Prompt
From the line that contains "drawer in the photo below." to the end of the records below, copy every line exactly. Both the first and last of these lines count.

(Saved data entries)

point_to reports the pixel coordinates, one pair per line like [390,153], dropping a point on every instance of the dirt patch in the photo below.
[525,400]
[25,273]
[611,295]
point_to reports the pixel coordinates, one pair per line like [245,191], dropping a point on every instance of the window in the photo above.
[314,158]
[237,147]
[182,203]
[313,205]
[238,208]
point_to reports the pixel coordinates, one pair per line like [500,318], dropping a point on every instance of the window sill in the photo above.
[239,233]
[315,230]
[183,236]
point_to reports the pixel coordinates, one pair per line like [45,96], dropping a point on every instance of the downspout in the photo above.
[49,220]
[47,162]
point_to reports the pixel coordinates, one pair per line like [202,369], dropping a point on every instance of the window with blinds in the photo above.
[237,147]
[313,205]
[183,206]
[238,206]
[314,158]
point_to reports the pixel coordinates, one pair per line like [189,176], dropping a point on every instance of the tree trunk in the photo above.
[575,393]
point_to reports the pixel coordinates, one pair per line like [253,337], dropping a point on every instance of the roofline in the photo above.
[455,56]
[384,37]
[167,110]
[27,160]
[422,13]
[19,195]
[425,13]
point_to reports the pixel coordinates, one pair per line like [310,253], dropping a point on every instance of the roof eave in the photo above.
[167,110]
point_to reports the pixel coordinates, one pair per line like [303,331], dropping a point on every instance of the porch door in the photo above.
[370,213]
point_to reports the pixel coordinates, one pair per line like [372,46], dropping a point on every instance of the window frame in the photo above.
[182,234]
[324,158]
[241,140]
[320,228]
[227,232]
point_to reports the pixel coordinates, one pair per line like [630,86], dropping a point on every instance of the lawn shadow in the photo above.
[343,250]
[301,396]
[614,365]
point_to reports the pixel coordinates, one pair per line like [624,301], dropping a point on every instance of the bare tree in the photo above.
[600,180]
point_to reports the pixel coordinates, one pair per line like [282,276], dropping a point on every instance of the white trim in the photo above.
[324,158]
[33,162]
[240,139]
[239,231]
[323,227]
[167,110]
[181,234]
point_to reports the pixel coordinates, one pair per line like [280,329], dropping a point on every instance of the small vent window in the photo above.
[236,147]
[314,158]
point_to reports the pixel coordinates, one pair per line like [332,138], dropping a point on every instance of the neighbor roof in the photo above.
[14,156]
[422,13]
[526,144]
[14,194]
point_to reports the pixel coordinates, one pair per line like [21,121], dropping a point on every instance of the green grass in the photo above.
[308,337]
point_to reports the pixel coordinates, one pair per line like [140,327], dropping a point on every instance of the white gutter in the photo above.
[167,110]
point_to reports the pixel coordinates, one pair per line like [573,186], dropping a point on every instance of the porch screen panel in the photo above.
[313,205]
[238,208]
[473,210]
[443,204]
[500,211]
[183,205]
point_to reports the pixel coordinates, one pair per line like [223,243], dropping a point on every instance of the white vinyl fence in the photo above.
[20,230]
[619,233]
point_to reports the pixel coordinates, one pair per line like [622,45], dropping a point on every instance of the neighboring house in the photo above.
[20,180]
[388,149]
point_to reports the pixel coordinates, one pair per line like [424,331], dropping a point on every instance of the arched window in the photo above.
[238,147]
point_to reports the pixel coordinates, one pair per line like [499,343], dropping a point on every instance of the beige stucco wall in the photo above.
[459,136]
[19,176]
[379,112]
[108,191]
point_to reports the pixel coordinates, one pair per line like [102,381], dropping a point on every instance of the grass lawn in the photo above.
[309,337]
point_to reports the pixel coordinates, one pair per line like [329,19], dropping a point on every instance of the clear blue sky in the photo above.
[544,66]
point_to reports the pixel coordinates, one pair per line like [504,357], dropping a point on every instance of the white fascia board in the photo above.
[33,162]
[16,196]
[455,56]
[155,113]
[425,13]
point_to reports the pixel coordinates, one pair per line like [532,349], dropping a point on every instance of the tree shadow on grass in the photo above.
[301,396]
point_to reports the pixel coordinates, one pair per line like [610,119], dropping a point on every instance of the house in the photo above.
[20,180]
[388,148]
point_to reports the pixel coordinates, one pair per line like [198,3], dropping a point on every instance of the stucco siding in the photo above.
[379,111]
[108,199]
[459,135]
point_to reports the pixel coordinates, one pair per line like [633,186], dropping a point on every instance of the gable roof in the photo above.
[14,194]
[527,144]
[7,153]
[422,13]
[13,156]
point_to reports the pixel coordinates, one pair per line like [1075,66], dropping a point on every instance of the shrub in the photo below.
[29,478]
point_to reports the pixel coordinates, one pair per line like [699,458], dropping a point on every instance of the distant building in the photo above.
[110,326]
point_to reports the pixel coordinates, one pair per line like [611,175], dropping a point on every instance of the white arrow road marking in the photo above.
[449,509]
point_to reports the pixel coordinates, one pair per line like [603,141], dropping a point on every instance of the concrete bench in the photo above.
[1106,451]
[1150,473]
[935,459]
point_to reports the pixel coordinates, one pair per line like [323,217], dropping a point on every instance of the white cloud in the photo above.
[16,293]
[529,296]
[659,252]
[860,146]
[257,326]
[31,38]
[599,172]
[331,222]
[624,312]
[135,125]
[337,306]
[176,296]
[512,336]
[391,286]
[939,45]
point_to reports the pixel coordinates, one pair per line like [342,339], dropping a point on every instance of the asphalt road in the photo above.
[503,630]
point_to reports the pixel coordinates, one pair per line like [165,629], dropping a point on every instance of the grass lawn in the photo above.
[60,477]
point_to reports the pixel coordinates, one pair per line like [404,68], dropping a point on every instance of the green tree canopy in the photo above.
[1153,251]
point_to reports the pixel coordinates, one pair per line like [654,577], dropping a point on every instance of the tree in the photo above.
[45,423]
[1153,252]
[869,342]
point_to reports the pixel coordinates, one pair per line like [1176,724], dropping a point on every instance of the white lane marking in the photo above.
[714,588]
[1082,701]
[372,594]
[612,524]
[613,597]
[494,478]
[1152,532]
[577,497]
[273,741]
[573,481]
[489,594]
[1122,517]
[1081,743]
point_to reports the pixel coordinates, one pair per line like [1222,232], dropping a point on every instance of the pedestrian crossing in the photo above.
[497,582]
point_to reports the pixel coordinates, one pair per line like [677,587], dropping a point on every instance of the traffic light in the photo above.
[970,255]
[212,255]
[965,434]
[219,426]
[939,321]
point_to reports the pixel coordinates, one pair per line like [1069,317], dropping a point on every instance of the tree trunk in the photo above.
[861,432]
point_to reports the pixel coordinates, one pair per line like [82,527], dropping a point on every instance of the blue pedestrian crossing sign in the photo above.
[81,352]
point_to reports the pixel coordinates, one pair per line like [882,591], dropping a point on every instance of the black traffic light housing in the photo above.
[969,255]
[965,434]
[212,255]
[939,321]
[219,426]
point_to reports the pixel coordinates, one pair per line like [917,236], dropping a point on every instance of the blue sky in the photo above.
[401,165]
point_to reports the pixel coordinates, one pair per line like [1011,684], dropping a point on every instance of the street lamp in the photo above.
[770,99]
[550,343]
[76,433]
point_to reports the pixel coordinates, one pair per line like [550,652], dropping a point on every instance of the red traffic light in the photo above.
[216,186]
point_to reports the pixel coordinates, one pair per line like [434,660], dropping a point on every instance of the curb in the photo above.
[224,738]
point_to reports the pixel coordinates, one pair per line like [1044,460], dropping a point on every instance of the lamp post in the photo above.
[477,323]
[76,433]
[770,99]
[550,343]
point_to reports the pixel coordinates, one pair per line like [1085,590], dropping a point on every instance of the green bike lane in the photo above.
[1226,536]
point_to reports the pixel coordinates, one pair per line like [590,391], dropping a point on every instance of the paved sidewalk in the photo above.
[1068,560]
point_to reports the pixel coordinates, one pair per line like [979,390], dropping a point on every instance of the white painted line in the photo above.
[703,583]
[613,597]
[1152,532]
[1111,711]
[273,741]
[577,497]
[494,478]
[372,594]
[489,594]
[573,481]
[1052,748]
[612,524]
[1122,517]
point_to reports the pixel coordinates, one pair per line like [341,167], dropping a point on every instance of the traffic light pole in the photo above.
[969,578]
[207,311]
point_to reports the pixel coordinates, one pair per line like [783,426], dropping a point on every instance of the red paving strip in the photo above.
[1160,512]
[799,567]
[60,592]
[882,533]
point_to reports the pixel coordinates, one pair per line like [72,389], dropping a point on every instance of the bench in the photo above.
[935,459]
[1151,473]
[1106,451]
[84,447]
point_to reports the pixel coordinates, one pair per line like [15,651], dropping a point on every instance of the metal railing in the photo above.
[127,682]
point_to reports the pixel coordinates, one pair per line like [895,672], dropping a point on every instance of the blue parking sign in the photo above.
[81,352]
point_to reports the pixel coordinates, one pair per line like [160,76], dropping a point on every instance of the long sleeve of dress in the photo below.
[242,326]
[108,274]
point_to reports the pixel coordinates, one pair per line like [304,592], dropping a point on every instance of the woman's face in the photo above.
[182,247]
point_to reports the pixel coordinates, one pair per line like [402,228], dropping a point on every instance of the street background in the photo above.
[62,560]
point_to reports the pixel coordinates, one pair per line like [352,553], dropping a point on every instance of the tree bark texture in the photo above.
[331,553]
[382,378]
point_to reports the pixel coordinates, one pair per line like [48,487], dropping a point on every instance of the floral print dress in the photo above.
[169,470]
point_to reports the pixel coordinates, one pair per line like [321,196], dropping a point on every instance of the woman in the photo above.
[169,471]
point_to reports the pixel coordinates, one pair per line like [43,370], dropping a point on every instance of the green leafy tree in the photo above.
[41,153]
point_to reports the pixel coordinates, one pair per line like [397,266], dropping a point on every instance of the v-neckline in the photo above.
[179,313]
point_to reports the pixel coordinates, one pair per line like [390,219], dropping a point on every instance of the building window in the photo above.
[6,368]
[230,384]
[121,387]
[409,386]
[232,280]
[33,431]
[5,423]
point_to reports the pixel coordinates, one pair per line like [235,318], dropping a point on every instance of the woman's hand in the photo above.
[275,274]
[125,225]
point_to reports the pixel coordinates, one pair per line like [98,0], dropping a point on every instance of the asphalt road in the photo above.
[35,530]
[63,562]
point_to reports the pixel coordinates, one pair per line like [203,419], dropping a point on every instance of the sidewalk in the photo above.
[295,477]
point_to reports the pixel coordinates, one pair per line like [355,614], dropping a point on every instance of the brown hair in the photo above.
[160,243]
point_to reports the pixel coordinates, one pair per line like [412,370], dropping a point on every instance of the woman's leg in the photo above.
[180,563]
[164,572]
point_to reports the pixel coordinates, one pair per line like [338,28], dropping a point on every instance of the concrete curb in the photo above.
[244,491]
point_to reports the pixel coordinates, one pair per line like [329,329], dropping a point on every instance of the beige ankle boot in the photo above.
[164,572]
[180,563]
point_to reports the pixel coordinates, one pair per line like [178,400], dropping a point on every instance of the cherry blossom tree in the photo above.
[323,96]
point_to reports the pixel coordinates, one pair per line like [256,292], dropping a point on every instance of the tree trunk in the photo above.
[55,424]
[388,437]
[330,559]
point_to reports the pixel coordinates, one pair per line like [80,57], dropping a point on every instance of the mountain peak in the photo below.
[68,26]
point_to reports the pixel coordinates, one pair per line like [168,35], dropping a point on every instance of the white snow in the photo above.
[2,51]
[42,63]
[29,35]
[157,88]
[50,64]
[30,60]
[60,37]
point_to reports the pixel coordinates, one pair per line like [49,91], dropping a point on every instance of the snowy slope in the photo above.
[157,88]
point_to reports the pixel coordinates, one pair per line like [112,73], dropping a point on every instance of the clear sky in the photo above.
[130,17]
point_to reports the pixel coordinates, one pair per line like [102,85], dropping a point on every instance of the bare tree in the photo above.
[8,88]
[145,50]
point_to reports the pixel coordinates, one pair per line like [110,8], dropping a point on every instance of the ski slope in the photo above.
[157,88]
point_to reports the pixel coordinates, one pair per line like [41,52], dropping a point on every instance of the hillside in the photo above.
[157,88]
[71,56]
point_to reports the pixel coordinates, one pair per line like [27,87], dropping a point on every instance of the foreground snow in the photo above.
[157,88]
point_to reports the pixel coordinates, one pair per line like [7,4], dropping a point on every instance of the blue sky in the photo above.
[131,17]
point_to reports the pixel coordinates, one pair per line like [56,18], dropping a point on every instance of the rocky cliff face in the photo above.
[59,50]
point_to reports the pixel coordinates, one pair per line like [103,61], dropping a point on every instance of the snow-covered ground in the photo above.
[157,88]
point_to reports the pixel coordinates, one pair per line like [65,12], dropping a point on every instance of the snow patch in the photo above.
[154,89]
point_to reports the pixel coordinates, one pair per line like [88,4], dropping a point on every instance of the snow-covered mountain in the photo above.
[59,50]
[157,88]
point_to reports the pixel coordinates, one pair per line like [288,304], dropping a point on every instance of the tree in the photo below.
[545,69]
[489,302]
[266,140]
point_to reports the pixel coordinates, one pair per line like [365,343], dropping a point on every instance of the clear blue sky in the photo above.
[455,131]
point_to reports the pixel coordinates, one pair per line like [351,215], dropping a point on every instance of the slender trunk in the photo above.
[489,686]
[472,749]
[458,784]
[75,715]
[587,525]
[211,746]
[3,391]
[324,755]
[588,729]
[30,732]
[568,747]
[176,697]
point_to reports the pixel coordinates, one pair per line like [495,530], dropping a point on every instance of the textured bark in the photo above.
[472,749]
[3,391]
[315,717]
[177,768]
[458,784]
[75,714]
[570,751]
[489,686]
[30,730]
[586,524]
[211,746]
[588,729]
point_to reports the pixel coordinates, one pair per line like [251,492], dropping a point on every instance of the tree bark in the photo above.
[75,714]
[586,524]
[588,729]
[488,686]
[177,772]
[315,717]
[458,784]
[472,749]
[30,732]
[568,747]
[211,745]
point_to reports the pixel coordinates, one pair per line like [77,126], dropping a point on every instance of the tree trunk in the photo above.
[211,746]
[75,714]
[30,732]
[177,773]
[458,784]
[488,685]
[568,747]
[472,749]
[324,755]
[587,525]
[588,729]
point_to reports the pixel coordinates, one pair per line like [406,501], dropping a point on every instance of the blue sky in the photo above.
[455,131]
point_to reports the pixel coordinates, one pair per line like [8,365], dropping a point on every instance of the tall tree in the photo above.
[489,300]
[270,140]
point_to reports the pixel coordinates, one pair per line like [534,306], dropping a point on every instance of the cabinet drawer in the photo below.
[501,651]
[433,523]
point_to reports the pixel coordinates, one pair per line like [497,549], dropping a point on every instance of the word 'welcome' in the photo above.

Solution below
point_to reports the pixel coordinates, one pair per line like [534,306], dropping a point on every instance of the cabinet drawer in the photo below.
[501,651]
[433,523]
point_to reports the pixel coordinates, one pair per line like [497,549], dropping a point on every instance of the word 'welcome' in the photo above.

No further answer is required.